--- Work instruction 1 ---
From the forum post on mutational signatures, output the part that begins with the words containing "Do I need to" and ends with "this sentence means.", copied word for word.
--- Work instruction 2 ---
Write the next part of the forum post on mutational signatures, picking up right after its final sentence.

**160**wrote:

Sorry if this is a very basic question. Ive been following the methodology of Alexandrov et al.,2013 (see http://cancer.sanger.ac.uk/cosmic/signatures) to find the mutational signature of a cancer sample and have become confused about how mutational signatures are supposed to be displayed on a graph, relating to the normalising of mutation counts. From the cosmic website:

"Mutational signatures are displayed and reported based on the observed trinucleotide frequency of the human genome, i.e., representing the relative proportions of mutations generated by each signature based on the actual trinucleotide frequencies of the reference human genome version GRCh37."

Do I need to count the frequency of trinucleotide repeats in the human genome and then somehow normalise to this? I am a bit confused about what this sentence means.

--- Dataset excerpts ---
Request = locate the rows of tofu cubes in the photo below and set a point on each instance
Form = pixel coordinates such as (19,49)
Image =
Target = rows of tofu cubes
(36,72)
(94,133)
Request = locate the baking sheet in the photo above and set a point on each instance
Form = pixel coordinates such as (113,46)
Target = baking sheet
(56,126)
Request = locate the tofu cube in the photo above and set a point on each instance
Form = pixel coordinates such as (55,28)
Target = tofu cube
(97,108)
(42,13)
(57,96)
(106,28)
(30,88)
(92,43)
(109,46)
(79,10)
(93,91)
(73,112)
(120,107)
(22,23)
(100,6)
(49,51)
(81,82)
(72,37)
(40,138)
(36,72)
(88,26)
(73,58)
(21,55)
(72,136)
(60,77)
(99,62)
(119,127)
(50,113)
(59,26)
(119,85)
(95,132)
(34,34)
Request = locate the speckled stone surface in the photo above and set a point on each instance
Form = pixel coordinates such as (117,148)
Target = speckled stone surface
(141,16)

* * *

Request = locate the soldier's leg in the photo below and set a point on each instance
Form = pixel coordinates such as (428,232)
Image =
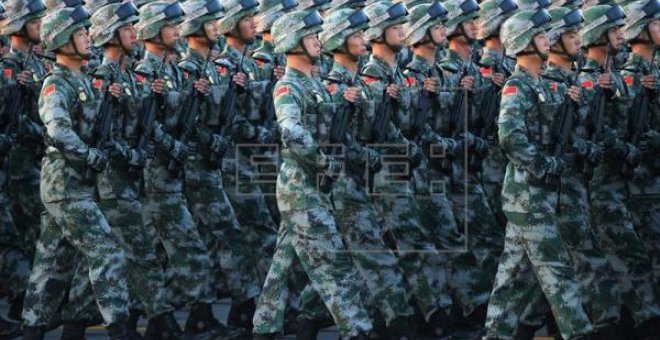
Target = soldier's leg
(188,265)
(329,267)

--

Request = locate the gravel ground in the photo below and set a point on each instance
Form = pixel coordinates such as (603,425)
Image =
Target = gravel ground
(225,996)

--- Exercise response 1 ---
Do I need to count the frequency of trinucleotide repeats in the human genome and then somehow normalise to this? I am a bit confused about what this sentence means.

--- Exercise response 2 ---
Hypothetical example for a C>A substitution type and ACA context;

If the mutation frequency in my sample is 1% and the trinucleotide frequency of ACA in the human genome is 3.5%, what do I do next? Many thanks

I am currently also confused by this statement. The way I currently interpret this is the following:

Each published signatures seems to sum up to 1 over the 96 dimensions. This, I assume, refers to the "relative proportion of the mutations generated by each signature". This leaves the normalization by the trinucleotide frequency: to ensure the normalization to 1 per signature still holds, I think this was done before the above.

I.e. given an un-normalized mutational signature S and the trinucleotide frequency T, the published signature would be: (S/T) / sum(S/T).